Stated problem a: Extract the passage of the Iowa football preview from "However, he is" up to and including "six different guards.".

Page extract:
▬▬▬▬▬▬▬▬▬▬

The backup situation is dire. Manson is a senior who Iowa will try to avoid at all costs and the next quarterback on the depth chart is redshirt freshman Jake Christensen. Christensen was a touted recruit a couple years ago but an awful showing in the Army All-American game had many wondering whether his presence there was less because of his talent and more due to the tendency of Tom Lemming (in his last year of picking the rosters for the game) to wildly overrate players from Illinois even more than players considering Notre Dame. He might be okay down the road, but if pressed into service this year throats will constrict across the state.
Rating: 4.Albert Young emerged from the vast morass of Iowa running backs with torn ACLs to crush opponents on his way to 1334 yards and plenty of hype, but his two games against actual run defenses sound a caution: he totaled 23 carries and 59 yards against Ohio State and Florida. There are many great backs who would have struggled to do better against those defenses, but those numbers indicate that without a proper hole to burst into Young is not a Fred Russell capable of materializing yards from seemingly nothing.
However, he is capable of taking those holes and ruthlessly exploiting them. Against Michigan Young was impressive, slashing through the MasseyGap (TM) time and again with decisive cuts and bursting past Michigan's oft-befuddled outside linebackers en route to 153 yards. He should do very well again this year behind an ornery offensive line stocked with what seems like six different guards.
Wide Receivers & Tight Ends
Rating: 3. Clinton Solomon, Ed Hinkel, and Matt Melloy depart. Left behind are junior Herb Grigbsy's 25 catches, Brobdingnagian tight end Scott Chandler, and nothing else resembling experience. Senior Calvin Davis is projected to join Grigsby in the starting lineup but has struggled with injuries over the past two years and had only eight catches in '05. In general, MGoBlog is skeptical of journeyman seniors, especially at positions that see a lot of rotation, so it would be wise to examine Iowa's other options. Redshirt freshman Trey Stross is distinctly Caucasian and thus is guaranteed to be Iowa's annual Inexplicably Great White Receiver at some point in his career. It also helps that Stross displayed velvet hands and great leaping ability in high school. Another player to keep an eye out for: freshman James Cleveland, an early enrollee who lit up the spring game.
Fee fi fo fum.
The inexperience at wide receiver will be offset by the talent at tight end. Iowa loves the one-back, two-tight end ace sets I can never get to work in NCAA and has the personnel to threaten run or pass out of them. Chandler is fairly ponderous but giant and a
good receiver. His 47 catches led Iowa a year ago. Second-stringer Anthony Moeaki, a highly touted recruit, played in every game as a freshman, catching eight passes. He will see plenty of time and two or three dozen catches by the end of the year.

▬▬▬▬▬▬▬▬▬▬

Stated problem b: From the entries below, copy the lines from the line with "Definition first: for each instance of the dark hair, the" up to and including the line with "[[584, 172], [261, 165]]", and nothing else.

Location identification items:
▬▬▬▬▬▬▬▬▬▬

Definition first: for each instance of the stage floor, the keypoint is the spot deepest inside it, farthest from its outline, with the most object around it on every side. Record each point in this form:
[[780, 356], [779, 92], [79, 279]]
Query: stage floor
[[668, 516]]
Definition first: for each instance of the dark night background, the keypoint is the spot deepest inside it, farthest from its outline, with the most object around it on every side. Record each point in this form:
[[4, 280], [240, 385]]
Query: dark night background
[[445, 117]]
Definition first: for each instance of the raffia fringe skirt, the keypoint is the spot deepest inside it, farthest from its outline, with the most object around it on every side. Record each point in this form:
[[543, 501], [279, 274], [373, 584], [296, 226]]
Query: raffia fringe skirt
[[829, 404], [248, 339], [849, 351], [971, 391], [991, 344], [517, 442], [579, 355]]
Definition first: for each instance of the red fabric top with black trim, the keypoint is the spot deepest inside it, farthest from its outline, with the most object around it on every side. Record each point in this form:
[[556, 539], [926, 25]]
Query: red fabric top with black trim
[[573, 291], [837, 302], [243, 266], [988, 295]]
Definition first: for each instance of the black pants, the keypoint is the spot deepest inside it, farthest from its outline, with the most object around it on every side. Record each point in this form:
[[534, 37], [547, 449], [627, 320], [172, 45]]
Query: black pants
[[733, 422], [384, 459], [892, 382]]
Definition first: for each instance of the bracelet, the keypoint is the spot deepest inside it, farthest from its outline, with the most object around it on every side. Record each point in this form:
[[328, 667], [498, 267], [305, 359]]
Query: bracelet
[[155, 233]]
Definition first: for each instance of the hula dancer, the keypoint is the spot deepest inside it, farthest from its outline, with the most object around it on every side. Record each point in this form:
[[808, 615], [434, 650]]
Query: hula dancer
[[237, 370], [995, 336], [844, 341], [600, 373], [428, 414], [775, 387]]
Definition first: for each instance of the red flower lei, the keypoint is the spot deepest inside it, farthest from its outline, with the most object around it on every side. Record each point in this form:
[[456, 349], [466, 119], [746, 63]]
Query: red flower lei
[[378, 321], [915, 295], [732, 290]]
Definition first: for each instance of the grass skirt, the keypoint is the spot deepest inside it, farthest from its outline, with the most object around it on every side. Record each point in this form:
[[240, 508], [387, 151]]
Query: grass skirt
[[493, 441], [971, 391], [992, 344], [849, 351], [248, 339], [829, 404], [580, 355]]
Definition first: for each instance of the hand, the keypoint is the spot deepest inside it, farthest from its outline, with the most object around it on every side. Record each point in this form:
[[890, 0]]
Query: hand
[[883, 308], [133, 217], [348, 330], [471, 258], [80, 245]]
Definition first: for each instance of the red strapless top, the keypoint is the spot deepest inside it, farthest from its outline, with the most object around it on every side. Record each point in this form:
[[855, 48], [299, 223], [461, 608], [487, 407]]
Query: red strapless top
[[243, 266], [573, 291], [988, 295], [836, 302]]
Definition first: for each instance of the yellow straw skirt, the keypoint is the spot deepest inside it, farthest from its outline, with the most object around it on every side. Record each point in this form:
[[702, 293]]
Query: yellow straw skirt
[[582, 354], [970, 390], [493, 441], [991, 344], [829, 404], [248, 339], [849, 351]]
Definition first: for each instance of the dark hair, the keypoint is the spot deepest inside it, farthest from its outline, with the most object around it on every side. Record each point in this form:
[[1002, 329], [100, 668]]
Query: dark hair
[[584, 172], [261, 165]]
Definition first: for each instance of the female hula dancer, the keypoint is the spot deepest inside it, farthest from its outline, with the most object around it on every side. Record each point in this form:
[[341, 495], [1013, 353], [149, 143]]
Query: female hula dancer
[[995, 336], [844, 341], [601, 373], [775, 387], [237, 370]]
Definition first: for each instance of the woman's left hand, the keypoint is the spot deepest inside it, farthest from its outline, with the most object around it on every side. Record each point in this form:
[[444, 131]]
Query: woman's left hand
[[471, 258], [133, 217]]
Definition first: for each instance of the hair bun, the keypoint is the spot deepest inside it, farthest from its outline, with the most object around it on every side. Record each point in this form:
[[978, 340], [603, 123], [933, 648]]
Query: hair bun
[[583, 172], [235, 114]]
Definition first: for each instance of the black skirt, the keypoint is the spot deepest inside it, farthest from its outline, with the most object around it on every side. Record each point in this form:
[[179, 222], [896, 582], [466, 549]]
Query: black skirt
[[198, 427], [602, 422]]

▬▬▬▬▬▬▬▬▬▬

Worked solution a:
However, he is capable of taking those holes and ruthlessly exploiting them. Against Michigan Young was impressive, slashing through the MasseyGap (TM) time and again with decisive cuts and bursting past Michigan's oft-befuddled outside linebackers en route to 153 yards. He should do very well again this year behind an ornery offensive line stocked with what seems like six different guards.

Worked solution b:
Definition first: for each instance of the dark hair, the keypoint is the spot deepest inside it, farthest from its outline, with the most object around it on every side. Record each point in this form:
[[1002, 329], [100, 668]]
Query: dark hair
[[584, 172], [261, 165]]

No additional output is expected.